Dáil debates

Thursday, 11 November 2010

 

Care of the Elderly

6:00 pm

Photo of John O'MahonyJohn O'Mahony (Mayo, Fine Gael)

I thank the Ceann Comhairle for selecting this matter on the Adjournment. For many elderly citizens who see their home help as a lifeline to some comfort in the autumn of their lives, this issue is critical. The security of knowing there is someone there for them on a regular basis improves their health and well-being and is as good as or better than a lot of the medicines they might take. There is a social dimension to the home help visit which impacts positively on the physical condition of the recipient.

Allowing thousands of elderly people to stay in their own homes with the support provided saves the State money by freeing up costly beds in hospitals and nursing homes and is also the policy of the Government. However, as result of the drastic reduction in the number of home help hours, the Government is not making adequate resources available to implement its own policy and in so doing will cost the State millions of euro in the future. If matters stay as they are, many of the people concerned will end up in acute beds in district hospitals or nursing homes.

→ **Exercise set**
**1.** In the Dáil speech on care of the elderly, where does the speaker say many of the people concerned will end up if matters stay as they are?
**2.** Carry on the Dáil speech on care of the elderly, starting after its final sentence.

(Source data)
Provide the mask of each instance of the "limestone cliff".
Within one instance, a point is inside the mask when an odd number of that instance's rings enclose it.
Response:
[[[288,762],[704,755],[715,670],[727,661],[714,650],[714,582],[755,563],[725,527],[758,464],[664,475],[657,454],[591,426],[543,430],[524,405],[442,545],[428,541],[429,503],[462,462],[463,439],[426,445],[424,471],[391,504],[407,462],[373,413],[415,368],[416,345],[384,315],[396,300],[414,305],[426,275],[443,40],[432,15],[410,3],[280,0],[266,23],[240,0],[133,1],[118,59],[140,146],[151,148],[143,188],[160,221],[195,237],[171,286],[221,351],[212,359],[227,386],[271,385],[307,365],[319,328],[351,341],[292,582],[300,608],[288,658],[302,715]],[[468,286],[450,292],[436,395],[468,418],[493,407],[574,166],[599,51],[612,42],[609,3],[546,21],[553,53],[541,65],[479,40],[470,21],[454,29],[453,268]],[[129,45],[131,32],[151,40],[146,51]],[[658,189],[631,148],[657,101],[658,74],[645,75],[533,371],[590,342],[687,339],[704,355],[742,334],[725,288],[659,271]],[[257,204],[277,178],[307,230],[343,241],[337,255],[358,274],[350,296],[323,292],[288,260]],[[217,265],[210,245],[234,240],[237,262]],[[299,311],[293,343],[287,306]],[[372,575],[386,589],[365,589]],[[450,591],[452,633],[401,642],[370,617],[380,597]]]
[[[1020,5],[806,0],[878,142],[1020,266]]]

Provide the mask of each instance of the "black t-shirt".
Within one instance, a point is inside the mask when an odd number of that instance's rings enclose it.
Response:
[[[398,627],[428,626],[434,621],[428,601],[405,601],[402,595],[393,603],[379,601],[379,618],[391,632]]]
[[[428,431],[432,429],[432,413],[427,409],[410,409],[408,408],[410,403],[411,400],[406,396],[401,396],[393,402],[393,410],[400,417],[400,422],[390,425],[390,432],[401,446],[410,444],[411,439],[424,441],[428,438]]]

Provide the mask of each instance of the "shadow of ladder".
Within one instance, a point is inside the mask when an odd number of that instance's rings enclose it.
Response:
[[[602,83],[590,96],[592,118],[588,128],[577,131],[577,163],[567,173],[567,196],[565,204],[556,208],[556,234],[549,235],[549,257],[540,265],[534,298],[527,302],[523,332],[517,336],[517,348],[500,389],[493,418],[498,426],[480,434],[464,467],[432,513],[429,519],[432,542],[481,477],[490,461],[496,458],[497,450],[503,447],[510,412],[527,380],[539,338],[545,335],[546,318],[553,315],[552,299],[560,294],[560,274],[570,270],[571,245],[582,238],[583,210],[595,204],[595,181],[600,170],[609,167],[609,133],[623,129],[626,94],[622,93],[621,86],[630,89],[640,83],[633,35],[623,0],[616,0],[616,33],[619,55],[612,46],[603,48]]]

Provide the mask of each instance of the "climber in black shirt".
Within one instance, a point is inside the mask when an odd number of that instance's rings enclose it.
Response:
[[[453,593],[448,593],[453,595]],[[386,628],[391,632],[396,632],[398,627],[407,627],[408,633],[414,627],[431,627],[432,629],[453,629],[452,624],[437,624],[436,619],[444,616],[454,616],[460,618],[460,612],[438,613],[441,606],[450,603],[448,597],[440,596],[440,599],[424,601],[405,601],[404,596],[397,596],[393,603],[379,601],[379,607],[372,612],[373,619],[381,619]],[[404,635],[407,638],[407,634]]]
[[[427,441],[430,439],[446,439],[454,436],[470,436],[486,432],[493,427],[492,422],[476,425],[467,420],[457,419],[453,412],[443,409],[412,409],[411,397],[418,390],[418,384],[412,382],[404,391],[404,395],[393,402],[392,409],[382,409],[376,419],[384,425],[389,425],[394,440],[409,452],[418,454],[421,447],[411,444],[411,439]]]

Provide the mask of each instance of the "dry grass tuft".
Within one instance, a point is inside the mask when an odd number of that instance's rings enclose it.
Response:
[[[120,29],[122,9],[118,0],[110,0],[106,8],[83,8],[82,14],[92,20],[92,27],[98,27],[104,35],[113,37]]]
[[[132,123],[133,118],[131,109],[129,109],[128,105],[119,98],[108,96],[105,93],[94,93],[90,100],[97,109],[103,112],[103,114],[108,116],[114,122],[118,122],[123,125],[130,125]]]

→ **Task results**
**1.** In acute beds in district hospitals or nursing homes.

**2.**
In my constituency of Mayo 50,000 hours were targeted to be cut in 2010. The HSE advises that anyone who needs home help will not be denied, but once the criteria for what constitutes a need are changed, it will be able to come up with any figure it wants to justify it. Most people who had had their hours reduced in recent months after a review had been given the all-clear less than nine months ago. If they were approved then, why has the position changed since? The truth is that the well-being of elderly citizens is at the bottom of the agenda and the only show in town is cutting the services available to the most vulnerable in society.

I will give a couple of examples to highlight the unfairness being visited on some of my constituents as a result of the cut in home help hours allocated. An 87 year old lady who is bent to the ground with arthritis and totally dependent on her home help for everything had the time cut from one hour a day to 45 minutes twice a week. Her home help is expected or entitled to walk out after 45 minutes, even though it takes 1.5 hours to do all that is needed to be done, especially when she is visited only twice a week. Let me add that the home help is providing that service on a voluntary basis.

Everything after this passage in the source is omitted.